• [SOURCE DOCUMENT]:
The Château de Groussay is located in the town of Montfort-l'Amaury, in the Department of Yvelines, west of Paris, in France. The Château was built in 1815 by the duchesse de Charest, a daughter of Louise Elisabeth de Croÿ-Havré, marquise de Tourzel, the governess of the royal enfants de France of Louis XVI and Marie Antoinette.


The Château was purchased in 1938-39 by the French aesthete Carlos de Beistegui, who enlarged it, with the professional help of Emilio Terry. Cecil Beaton's inspiration for Henry Higgins' library in My Fair Lady was the library at Groussay.

Beistegui created new gardens, inspired by the Anglo-Chinese gardens of the 18th century and by an 18th-century copper tent in the royal gardens of Drottningholm Palace in Sweden. They feature a Chinese pagoda, a labyrinth, a theater of verdure, a Tartar tent, and other follies. The Gardens are classified by the French government as one of the Remarkable Gardens of France.

• [CHALLENGES]:
**A)** Condense the paragraph beginning "Beistegui created new gardens" from the Château de Groussay passage into a short bulleted list, keeping its main facts.
**B)** Write a continuation of the Château de Groussay passage, picking up after its final sentence.

• [DATA EXTRACT]:

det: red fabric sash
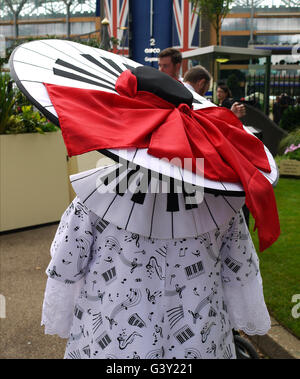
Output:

• [RESPONSES PER TASK]:
**A)**
- Beistegui created new gardens at Groussay.
- Their inspiration came from 18th-century Anglo-Chinese gardens and an 18th-century copper tent in the royal gardens of Drottningholm Palace, Sweden.
- Features include a Chinese pagoda, a labyrinth, a theater of verdure, a Tartar tent, and other follies.
- The French government classifies them as one of the Remarkable Gardens of France.

**B)**
After Beistegui's death in 1970, the Château passed to his brother, and then his nephew, who sold it in 1999, realizing $26.5 million for the contents alone, many of which had come from another of Carlos de Beistegui's homes, the Palazzo Labia in Venice. In 2012, it was sold again and the owner is Rubis International managed by Bekhzod Akhmedov.[1]

The château and park of Groussay appeared in Marc Allégret's last film Le Bal du comte d'Orgel (1970).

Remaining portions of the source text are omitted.